STATED PROBLEM:
Will you give every entry again exactly as it stands?

(Saved data entries)
━━━━━━━━━━━━━━━━

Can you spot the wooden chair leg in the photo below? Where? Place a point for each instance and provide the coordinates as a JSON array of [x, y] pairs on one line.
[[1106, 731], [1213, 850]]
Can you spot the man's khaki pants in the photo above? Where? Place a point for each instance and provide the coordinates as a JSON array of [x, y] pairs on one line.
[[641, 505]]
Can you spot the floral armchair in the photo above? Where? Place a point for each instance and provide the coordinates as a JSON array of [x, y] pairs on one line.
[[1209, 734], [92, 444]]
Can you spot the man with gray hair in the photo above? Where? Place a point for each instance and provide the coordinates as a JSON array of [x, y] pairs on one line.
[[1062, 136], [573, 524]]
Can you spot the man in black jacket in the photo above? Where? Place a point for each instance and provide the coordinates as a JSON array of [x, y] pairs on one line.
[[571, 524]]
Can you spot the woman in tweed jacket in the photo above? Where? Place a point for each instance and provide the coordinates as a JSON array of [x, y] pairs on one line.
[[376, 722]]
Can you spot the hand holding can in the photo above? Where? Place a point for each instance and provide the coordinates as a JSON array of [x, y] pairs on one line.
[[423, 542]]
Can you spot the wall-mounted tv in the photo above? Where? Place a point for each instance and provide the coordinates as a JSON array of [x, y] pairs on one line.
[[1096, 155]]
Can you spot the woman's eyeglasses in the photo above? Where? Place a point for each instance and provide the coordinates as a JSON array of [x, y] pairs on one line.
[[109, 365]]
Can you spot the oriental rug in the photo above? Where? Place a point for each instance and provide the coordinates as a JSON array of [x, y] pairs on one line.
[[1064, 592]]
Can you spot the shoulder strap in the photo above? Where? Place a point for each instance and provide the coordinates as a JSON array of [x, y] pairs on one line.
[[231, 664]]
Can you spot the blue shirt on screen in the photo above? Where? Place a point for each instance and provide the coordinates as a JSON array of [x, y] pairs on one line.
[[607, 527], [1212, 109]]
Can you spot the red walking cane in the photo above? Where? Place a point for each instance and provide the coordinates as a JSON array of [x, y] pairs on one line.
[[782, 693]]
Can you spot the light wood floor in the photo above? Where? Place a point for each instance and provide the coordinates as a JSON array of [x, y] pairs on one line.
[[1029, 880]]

━━━━━━━━━━━━━━━━

REPLY TO THE EXERCISE:
Can you spot the wooden chair leg in the photo below? Where? Place a point for each instance and provide the coordinates as a JSON array of [x, y] pairs on one line.
[[1106, 731], [1213, 850]]
Can you spot the man's khaki pants in the photo above? Where? Place a point for each instance and provide the coordinates as a JSON array of [x, y] pairs on one line.
[[641, 505]]
Can you spot the floral armchair in the photo above? Where? Place a point for each instance and provide the coordinates as a JSON array of [x, y] pairs on one line.
[[1209, 734], [92, 444]]
Can you spot the man with gray hair in the photo above? Where? Place a point for each instance and provide the coordinates as a JSON array of [x, y] pairs on one line.
[[1062, 136], [573, 524]]
Can you spot the man in black jacket in the photo above? Where? Place a point for each instance and provide the coordinates as a JSON array of [x, y] pairs on one line.
[[571, 524]]
Can you spot the woman in tweed jacket in the photo above? Where? Place a point for each instance and provide the coordinates as a JSON array of [x, y] pairs on one line.
[[376, 722]]
Can you spot the hand holding can in the photo above? Where? Place a point for each instance and provide the coordinates as a JSON array of [x, y] pairs on one line.
[[423, 542]]
Can you spot the wall-mounted tv in the photo above? Where? Place a point for each instance and provide the coordinates as a JSON array of [x, y] pairs on one line.
[[1096, 155]]
Can you spot the woman's eyeglasses in the photo above? Where? Place a point for each instance and provide the coordinates as a JSON array of [x, y] pairs on one line.
[[109, 365]]
Can you spot the oriental rug in the photo above? Where? Place a point for each instance and provide the coordinates as a JSON array of [x, y] pairs on one line.
[[1064, 592]]
Can you spot the shoulder strap in the photo above? Where? Place a point for each instance and provide the coordinates as a JSON array of [x, y] pairs on one line.
[[231, 664]]
Can you spot the blue shirt on screen in the photo above? Where? Place a point for each instance and provide the coordinates as a JSON array of [x, y] pairs on one line.
[[607, 527], [1212, 109]]
Can you spot the red walking cane in the photo above? Where? Place a point for each instance and provide the coordinates as a JSON array of [x, y] pairs on one line.
[[782, 693]]
Can you spot the light wood floor in the photo above? Where? Place a point for each instance and provide the coordinates as a JSON array of [x, y] pairs on one line.
[[1029, 880]]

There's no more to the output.